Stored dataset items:

# # # #

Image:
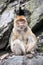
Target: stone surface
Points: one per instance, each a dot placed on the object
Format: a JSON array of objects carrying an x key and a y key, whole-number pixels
[
  {"x": 23, "y": 60},
  {"x": 6, "y": 23}
]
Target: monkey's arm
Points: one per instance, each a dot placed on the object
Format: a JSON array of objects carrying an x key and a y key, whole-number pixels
[
  {"x": 16, "y": 44},
  {"x": 31, "y": 41}
]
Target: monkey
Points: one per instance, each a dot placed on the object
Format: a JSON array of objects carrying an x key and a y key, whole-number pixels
[{"x": 22, "y": 39}]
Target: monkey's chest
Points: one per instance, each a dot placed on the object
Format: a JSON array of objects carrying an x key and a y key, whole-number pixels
[{"x": 23, "y": 38}]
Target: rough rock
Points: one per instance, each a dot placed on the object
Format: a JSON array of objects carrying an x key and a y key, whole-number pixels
[
  {"x": 23, "y": 60},
  {"x": 40, "y": 43},
  {"x": 6, "y": 23},
  {"x": 2, "y": 7}
]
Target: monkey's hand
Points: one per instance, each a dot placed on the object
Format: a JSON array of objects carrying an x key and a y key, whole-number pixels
[{"x": 17, "y": 47}]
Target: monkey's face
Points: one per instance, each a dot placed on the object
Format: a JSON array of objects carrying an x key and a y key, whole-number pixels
[{"x": 20, "y": 24}]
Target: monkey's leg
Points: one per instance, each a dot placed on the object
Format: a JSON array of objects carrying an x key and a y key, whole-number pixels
[{"x": 17, "y": 47}]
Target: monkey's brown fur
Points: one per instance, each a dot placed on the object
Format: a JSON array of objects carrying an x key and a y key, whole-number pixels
[{"x": 22, "y": 39}]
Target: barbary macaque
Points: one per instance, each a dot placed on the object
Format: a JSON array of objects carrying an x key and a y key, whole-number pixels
[{"x": 22, "y": 39}]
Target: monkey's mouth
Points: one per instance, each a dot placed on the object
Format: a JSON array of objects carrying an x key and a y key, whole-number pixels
[{"x": 21, "y": 23}]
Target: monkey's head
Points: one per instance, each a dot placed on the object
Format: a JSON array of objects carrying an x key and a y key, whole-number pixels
[{"x": 20, "y": 22}]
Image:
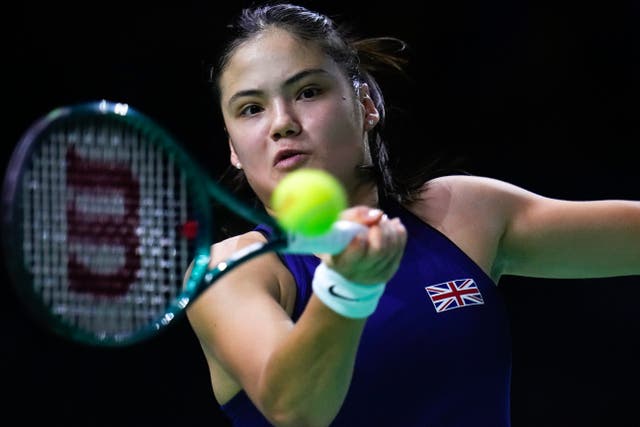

# # # #

> _Goal of the exercise_:
In the copy, include every entry above exactly and leave out each picture.

> _Solution to the exercise_:
Image:
Target: stone surface
Points: one per instance, each a dot placed on the object
Format: a JSON array of objects carrying an x key and a y key, whole-number pixels
[
  {"x": 23, "y": 60},
  {"x": 6, "y": 23}
]
Target: monkey's arm
Points: one per instance, each a dot placed on the object
Format: a JSON array of objects carrying an x key and a y key, whole-number pixels
[
  {"x": 16, "y": 44},
  {"x": 31, "y": 41}
]
Target: monkey
Points: one per instance, each a dot placed on the object
Format: a JSON array of objects carrying an x key and a y key, whole-number pixels
[{"x": 22, "y": 39}]
Target: monkey's chest
Points: one per instance, each a dot placed on the object
Format: a JSON array of objects carrying an x key and a y key, whole-number pixels
[{"x": 23, "y": 38}]
Target: rough rock
Points: one per instance, each a dot placed on the object
Format: a JSON array of objects carrying an x key and a y key, whole-number pixels
[
  {"x": 23, "y": 60},
  {"x": 40, "y": 43},
  {"x": 6, "y": 23},
  {"x": 2, "y": 7}
]
Target: monkey's hand
Points: one per instance, each a dot placed on the object
Format: a JSON array of objects carrying an x key and a y key, whole-number pixels
[{"x": 17, "y": 47}]
Target: monkey's face
Points: one per instance, each a dot placed on the object
Format: a JSON array of objects carrying an x key and a y key, whole-number pixels
[{"x": 20, "y": 24}]
Target: monkey's leg
Points: one per instance, each a dot placed on the object
Format: a JSON array of objects carrying an x key and a y key, whole-number pixels
[{"x": 17, "y": 47}]
Target: monkey's brown fur
Points: one per instance, each a dot placed on the object
Format: a JSON array of objects carrying an x key and a y key, whole-number pixels
[{"x": 22, "y": 39}]
Target: barbary macaque
Points: one per instance, each a dot placed on the object
Format: a JSON array of objects carrying an x key and a y key, whole-number pixels
[{"x": 22, "y": 39}]
Target: monkey's mouth
Points: one per instance, each a dot placed on the object
Format: a JSON array of objects carrying an x key and a y key, whole-number pixels
[{"x": 21, "y": 23}]
Target: monkey's head
Points: one per instance, each a dot placed on the object
Format: a JSON array of objects carrying an x key and a y key, whole-number pixels
[{"x": 20, "y": 22}]
Image:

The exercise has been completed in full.